WORK TO BE COMPLETED ::
Copy every line of the data below verbatim, with no changes.

MATERIALS PROVIDED ::
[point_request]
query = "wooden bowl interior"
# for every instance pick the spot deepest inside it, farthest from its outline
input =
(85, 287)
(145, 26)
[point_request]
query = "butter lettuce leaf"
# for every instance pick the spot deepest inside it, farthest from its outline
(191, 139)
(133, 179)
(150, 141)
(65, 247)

FULL ANSWER ::
[point_request]
query = "wooden bowl interior"
# for every instance pick the spot deepest inside it, farthest from its outline
input =
(85, 287)
(145, 26)
[point_request]
query = "butter lettuce leaf"
# for every instance pick the spot deepest inside it, farthest from its outline
(191, 139)
(133, 179)
(150, 141)
(65, 247)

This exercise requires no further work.